_Extract to read_
>> Begin

Domination—nothing else counts. The deed—the deed is everything. I’ve combined these ideas, but so far I’ve done so as if each of these positions is monolithic and even their combination yields something monolithic. I don’t think that’s the case, though. I think that the major error of Adorno and Horkheimer was to reach their conception of domination as the only contemporary actual or conceptual power relation while still trying to hang onto their dialectical visioning of history – postulating a kind of totalizing domination, they look around for some other dialectical force to oppose and sublate with domination, but are unable to find anything which could fit this bill. I think that the major success of Nietzsche, (and Deleuze and Guattari,) on the other hand, is to have realized the monism of “ the deed is everything” as the material basis for a pluralism which doesn’t shirk from its own power… Which doesn’t need to fear that its own totalizing (but totalizing has a different valuation and effect here,) force and power will do nothing more than betray it back into the form from which it hoped to distinguish itself by creating better, more progressive forms. I want to see if this reading works. I want to see how it works, if it does.

Tuesday, July 17, 2007

A Brief Clarification

I topped the last post with these two quotations,

“What human beings seek to learn from nature is how to use it to dominate wholly both it and human beings. Nothing else counts.” – Adorno and Horkheimer, The Dialectic of Enlightenment: Philosophical Fragments,(DoE).

“For just as the popular mind separates the lightning from its flash and takes the latter for an action, for the operation of a subject called lightning, so popular morality also separates strength from expressions of strength, as if there were a neutral substratum behind the strong man, which was free to express strength or not to do so. But there is no such substratum; there is no ‘being’ behind doing, effecting, becoming; ‘the doer’ is merely a fiction added to the deed—the deed is everything.”- Nietzsche, The Genealogy of Morals, (GoM).
I accept the insights from both sources as true and I'm combining them to see what I can do.

In the first quotation, Adorno and Horkheimer make an evaluation of what human beings seek. They claim that the only thing that human beings value in their natural science is a knowledge of how to dominate nature. They say nothing else counts.

In the second quotation, Nietzsche makes an evaluation of what human beings are. He claims human beings are what they do – that the deed is everything. To be is to do. There is no substratum – certainly no neutral substratum—free to be and yet not to do. Human beings are not separated from what they can do – they are what they do. Human beings who dominate nature and other human beings are this domination….There is no neutral substratum beneath this domination which holds in reserve an unrealized or diverted (or separated) power to be free.

>> End

_Information provided_
>> Begin

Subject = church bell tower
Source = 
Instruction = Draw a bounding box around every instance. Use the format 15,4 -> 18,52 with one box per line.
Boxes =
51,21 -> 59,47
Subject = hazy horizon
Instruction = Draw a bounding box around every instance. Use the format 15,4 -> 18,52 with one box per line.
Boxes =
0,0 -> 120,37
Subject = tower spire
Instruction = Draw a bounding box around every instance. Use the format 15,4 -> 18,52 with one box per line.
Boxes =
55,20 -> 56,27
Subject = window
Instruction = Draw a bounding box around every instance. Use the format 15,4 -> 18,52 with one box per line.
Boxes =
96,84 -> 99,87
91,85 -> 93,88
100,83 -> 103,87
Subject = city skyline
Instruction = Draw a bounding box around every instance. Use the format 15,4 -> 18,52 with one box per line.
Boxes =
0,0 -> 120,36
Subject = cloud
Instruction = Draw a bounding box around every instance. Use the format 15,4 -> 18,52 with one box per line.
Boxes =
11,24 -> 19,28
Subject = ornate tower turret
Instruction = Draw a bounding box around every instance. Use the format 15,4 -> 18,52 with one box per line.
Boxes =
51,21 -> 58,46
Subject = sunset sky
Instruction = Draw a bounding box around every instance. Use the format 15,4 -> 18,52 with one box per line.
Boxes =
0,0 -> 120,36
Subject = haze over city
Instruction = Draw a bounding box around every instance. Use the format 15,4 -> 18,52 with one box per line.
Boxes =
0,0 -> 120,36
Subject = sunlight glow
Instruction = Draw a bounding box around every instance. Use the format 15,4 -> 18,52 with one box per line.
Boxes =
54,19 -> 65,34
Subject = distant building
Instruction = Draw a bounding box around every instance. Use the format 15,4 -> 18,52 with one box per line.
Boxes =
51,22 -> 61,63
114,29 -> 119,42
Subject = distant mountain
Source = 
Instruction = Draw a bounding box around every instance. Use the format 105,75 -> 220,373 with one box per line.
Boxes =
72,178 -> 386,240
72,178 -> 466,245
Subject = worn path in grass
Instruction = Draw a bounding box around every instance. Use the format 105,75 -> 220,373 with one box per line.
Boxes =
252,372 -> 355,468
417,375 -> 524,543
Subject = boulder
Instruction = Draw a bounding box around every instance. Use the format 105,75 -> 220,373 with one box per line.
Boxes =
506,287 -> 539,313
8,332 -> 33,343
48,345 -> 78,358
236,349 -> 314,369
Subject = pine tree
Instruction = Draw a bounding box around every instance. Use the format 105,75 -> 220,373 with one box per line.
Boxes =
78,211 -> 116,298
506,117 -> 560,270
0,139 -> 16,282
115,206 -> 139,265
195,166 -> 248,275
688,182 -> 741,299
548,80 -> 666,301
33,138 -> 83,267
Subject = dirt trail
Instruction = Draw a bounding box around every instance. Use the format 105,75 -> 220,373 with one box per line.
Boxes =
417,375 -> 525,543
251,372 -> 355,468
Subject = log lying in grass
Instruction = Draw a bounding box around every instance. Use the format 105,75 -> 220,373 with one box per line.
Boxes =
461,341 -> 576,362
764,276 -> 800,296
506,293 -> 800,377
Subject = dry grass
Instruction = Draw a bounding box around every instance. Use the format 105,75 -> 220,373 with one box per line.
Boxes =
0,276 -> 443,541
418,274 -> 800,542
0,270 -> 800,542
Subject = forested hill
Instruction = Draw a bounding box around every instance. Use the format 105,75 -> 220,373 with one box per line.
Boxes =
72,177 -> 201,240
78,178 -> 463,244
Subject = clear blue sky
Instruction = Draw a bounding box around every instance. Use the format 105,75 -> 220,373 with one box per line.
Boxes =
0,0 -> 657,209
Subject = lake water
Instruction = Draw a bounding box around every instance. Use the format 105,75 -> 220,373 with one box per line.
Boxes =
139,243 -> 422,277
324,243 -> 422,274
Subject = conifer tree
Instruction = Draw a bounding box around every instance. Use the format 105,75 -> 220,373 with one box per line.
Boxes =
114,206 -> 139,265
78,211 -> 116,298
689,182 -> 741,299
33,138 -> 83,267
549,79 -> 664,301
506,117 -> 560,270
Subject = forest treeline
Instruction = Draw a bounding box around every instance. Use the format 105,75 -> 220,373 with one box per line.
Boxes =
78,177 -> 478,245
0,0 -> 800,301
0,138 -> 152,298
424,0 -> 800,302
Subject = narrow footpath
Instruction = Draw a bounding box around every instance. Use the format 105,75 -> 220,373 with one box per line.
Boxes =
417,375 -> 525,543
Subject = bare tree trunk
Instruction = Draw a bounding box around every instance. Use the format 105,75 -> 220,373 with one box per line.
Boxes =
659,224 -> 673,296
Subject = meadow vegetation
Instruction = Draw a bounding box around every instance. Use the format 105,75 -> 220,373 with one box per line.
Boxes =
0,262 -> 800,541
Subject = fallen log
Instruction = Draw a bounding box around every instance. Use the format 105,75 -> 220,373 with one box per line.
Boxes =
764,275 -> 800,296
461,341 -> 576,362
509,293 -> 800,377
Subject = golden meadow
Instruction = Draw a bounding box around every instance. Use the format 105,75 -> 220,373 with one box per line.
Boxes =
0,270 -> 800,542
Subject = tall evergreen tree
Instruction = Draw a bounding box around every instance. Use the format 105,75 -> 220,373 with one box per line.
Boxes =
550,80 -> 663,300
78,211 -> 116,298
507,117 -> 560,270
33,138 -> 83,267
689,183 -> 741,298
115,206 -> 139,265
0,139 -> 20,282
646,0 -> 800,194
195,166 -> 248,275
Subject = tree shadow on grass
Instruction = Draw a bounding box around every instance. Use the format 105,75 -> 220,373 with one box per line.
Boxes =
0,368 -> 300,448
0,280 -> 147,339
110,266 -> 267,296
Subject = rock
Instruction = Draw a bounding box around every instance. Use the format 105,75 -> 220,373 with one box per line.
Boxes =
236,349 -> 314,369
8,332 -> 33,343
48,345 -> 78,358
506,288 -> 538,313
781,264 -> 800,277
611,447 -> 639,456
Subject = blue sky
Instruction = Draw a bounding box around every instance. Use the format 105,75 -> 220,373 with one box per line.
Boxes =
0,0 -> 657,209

>> End

_Given exercise_
In the text above on Adorno, Horkheimer and Nietzsche, condense the paragraph beginning "In the second quotation, Nietzsche makes" into a short bulleted list that keeps its main points.

_Task solution_
- Nietzsche evaluates what human beings are: they are what they do, so the deed is everything.
- To be is to do. There is no substratum, and certainly no neutral one, that could be without doing.
- Human beings are not separate from what they can do.
- Those who dominate nature and other human beings are that domination.
- No neutral substratum beneath this domination holds back an unrealized or diverted power to be free.